Excerpted text:
----

The Grail Code 
Harry Potter: no Grail, but plenty of quest

The last Harry Potter book had surprises for just about everyone. I won’t give anything away, except to say that there’s no Holy Grail per se, but there’s quite a lot of quest. In fact, you might find more than one parallel with the famous quest for the Holy Grail.

The quest is one of the favorite themes in literature, and doubtless always will be. Take one brave but human hero and one or more magically desirable objects, and then place an assortment of almost insuperable evils between them, and you’ve got a proper quest. The basic plot doesn’t change, because it doesn’t need to change. As it stands, the quest plot not only is susceptible to infinite variation, but also comes pre-loaded with a rich assortment of metaphorical and symbolic possibilities. The quest can be a metaphor for the course of our whole lives, or for any particular endeavor, or for both at once. For all of us, life is a journey toward the ultimately desirable goal, with a minefield of misfortunes and evils standing in our way. Whether it’s Lord Voldemort or the Department of Motor Vehicles, we have to face the evil of the moment and overcome it before we can be on our way.

----

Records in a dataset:
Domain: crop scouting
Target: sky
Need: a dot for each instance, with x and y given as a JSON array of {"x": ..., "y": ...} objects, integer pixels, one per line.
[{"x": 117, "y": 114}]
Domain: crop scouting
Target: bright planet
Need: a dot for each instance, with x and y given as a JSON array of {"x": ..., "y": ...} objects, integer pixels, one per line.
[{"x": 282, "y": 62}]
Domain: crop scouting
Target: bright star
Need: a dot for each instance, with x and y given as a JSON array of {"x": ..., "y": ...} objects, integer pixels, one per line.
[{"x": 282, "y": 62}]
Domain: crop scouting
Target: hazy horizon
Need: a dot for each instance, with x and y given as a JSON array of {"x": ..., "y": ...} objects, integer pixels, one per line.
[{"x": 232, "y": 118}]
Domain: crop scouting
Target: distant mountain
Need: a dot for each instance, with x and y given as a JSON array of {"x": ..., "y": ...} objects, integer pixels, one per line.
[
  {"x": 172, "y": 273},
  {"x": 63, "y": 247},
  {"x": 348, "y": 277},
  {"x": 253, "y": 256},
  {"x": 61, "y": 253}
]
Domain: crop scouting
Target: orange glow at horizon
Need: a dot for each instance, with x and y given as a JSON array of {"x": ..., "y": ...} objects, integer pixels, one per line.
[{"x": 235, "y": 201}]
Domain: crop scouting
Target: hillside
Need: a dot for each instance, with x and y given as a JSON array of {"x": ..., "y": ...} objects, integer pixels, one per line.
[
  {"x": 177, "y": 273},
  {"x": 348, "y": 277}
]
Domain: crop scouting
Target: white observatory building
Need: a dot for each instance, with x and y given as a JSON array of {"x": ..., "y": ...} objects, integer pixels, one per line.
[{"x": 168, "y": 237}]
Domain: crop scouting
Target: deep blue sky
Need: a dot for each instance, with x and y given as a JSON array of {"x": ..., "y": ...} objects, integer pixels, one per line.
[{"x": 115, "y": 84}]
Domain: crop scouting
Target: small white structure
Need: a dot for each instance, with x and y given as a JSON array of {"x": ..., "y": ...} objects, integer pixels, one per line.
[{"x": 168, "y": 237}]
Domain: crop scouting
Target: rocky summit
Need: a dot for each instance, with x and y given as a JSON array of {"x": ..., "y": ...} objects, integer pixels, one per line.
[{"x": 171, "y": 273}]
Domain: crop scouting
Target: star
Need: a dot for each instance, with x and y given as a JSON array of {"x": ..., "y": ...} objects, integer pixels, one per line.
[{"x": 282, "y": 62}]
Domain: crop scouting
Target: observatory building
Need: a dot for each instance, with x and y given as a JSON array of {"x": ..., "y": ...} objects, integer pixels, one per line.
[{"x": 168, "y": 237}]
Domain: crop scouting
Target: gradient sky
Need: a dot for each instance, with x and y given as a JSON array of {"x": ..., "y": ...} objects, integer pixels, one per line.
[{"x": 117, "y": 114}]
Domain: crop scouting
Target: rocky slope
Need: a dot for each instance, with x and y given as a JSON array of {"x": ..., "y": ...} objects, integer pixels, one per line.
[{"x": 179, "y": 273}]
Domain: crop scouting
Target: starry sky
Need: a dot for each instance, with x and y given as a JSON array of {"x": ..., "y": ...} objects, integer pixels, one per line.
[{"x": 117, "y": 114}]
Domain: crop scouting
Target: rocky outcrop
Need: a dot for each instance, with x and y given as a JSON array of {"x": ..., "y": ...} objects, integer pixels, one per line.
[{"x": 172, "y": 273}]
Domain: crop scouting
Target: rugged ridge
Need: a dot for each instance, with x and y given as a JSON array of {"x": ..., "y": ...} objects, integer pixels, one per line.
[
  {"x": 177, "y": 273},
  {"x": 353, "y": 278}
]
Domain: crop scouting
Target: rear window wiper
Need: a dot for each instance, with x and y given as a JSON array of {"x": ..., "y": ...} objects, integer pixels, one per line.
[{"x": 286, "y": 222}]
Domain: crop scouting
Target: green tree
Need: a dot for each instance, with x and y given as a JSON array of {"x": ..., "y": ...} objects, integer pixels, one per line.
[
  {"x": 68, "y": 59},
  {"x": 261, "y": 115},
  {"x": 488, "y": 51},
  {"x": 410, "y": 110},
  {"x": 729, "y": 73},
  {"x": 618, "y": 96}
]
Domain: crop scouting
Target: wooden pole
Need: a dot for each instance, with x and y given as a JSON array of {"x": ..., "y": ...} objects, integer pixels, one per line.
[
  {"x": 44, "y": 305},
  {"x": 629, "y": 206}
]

----

Written exercise: In the piece on Harry Potter and the Grail quest, which two examples are given of an evil we have to face and overcome before we can be on our way?

Result for this exercise: Lord Voldemort and the Department of Motor Vehicles.